• [Text to read]:
------------------------------------------------

Despite the museum being closed, which meant my day out was shorter than I'd planned, I still had a great time. Las Peñas is very picturesque and the view from the top of Cerro Santa Ana is well worth seeing. I'm definitely going to go back to the museum as soon as possible, and several people have said I must go to Las Peñas after dark because the bars are really good fun, unique in atmosphere due to the amount of artists who live in the district. The bar in the pirate ship reconstruction near to the top of Cerro Santa Ana has also been recommended to me. I think a teachers' outing to the pirate ship and Las Peñas will not be too long in coming!

Posted by 3Traveller 01:45 Archived in Ecuador Tagged art buses ecuador guayaquil explorations cerro_santa_ana las_peñas malecon_2000 Comments (0)

Guayaquil update

Guayaquil

Apologies if this post seems disjointed or not very interesting; it's not about any one particular topic, but things I've thought about at different times since I arrived in Guayaquil.

Maybe it's because I’m surrounded by an atmosphere of language learning (I'm learning Spanish at the same time as teaching English), but I often find phrases of languages I learned at school popping into my head, or I get flashbacks to moments in the lessons themselves. For example, in the free taxi we get home if we finish teaching after dark I often have to stop myself saying 'gehe gerade aus, bitte' to the driver after we’ve been round the roundabout and I want him to go straight on for a bit before turning at my corner. Last week I was sitting on a bus when all of a sudden the phrase 'Was hast du lechte Wochenende gemacht?' came into my head – 'what did you do last weekend?’. I keep wanting to say 'aber' instead of 'pero', 'sehr' instead of 'muy', 'je suis' instead of 'yo soy' or 'yo estoy'.

Speaking of school, it feels strange to think that it's exactly ten years since I finished my A2 Levels. To think I had no idea then that in ten years' time I'd be doing what I am doing, and on the other side of the world at that... It also feels strange to picture myself in Year 7, choosing to start learning German in Year 8 instead of Spanish, unaware that in the future I would end up starting to learn Spanish anyway, albeit Ecuadorian Spanish rather than the Spanish from Spain.

------------------------------------------------

• [Parts of the exercise]:
**A)** Return the passage of the Guayaquil travel blog from "Guayaquil update" to "arrived in Guayaquil.", copied word for word.
**B)** In the Guayaquil travel blog, which language did the writer choose to start learning in Year 8 instead of Spanish?
**C)** Extend the Guayaquil travel blog, picking up right after its last sentence.
The data after this point comes from a different source.

------------------------------------------------

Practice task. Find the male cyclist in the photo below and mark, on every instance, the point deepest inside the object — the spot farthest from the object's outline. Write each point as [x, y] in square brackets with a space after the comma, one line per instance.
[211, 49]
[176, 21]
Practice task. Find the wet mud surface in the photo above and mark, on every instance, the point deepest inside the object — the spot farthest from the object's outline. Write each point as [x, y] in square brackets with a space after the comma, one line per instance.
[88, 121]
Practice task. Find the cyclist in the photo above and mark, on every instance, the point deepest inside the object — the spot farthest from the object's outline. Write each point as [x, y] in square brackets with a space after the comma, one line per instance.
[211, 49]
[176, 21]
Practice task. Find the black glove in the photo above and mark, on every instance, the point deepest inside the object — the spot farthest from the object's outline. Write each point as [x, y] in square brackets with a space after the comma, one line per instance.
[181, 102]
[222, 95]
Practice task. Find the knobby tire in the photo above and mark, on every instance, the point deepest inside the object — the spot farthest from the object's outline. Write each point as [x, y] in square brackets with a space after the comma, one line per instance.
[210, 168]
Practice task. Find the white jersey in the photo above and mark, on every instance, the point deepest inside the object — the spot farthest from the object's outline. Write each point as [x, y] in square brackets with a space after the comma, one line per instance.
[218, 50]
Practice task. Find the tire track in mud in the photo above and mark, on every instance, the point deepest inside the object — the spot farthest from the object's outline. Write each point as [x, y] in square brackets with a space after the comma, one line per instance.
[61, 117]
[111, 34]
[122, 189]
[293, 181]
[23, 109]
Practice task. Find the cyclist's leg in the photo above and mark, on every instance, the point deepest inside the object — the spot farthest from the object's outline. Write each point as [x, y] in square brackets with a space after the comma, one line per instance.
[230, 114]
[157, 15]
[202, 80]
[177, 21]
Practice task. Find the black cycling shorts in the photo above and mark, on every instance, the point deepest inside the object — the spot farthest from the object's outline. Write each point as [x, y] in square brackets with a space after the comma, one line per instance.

------------------------------------------------

• [Expected responses]:
**A)**
Guayaquil update

Guayaquil

Apologies if this post seems disjointed or not very interesting; it's not about any one particular topic, but things I've thought about at different times since I arrived in Guayaquil.

**B)** German.

**C)**
Although I don’t get much time to read non work-related books, I have got through a couple. I'm trying not to zip through my collection too quickly though because there are not many places in Guayaquil that sell books in English, and I couldn't bring that many with me in the first place due to my luggage weight allowance. I've read/ reread a couple of Joseph Mitchell books – 'McSorley’s Wonderful Saloon', wonderful in itself, and 'My Ears Are Bent'- and Charles Darwin’s 'Journal of the Voyage of The Beagle', which is absolutely fascinating (apart from occasionally when he goes off into detailed descriptions of geological formations - I skip those). Now I’m onto 'Andes' by Michael Jacobs. I wholeheartedly recommend all four, although in the latter I've only got as far as the bit where the author crosses into Colombia from Venezuela (he travels the length of the Andes from Venuezela to Argentina, following in the footsteps of Simon Bolivár). Once I finish this then I think it'll be the turn of one of my favourite books of all time, Laurie Lee’s 'As I Walked Out One Midsummer Morning'.

Some teachers here have been following the whole Edward Snowden incident with interest, keeping up to date with his location and wondering if he will end up in Ecuador or not. I have to say that although I do wonder if he´ll make it to Ecuador or not, I have more interest in the situation of Nelson Mandela. I keep abreast of the big news stories here - I keep tabs on the BBC Sport and BBC News websites, I have a CNN news channel at the flat, and upstairs in the main part of the language school there's a flatscreen TV permanently showing the BBC World News Service. I sometimes hear the trademark beeps of the latter in the background when I'm in the room I teach in the most.

Anyway, I'd better be off now - this time tomorrow I'll be in the middle of my Saturday five-hour class, so I need to work out what I'm teaching in it!

Posted by 3Traveller 01:32 Archived in Ecuador Tagged spanish ecuador guayaquil english_teaching Comments (0)

Teaching

Guayaquil

So, about the teaching so far. I've had and am still having a positive time teaching - I've had a lot of rewarding moments, and I absolutely love the feeling you get when you hear students using English in exactly the way you wanted them to by the end of the lesson. I love it when I see students really engaged in an activity, and I love the 'lightbulb moment'. It's also interesting what the students tell me about themselves and Ecuador in general.

There are a couple of things I found a bit strange at first, having monolingual/monocultural classes rather than classes made up of students from different countries being one. Not having as much time to plan for lessons as I did on the CELTA course is another, as is having fewer classroom resources, and having to prepare classes for unit and final tests. I also now fully appreciate how much of a pain it is when students don’t hand in written assignments on time (she says, shifting guiltily in her seat...)!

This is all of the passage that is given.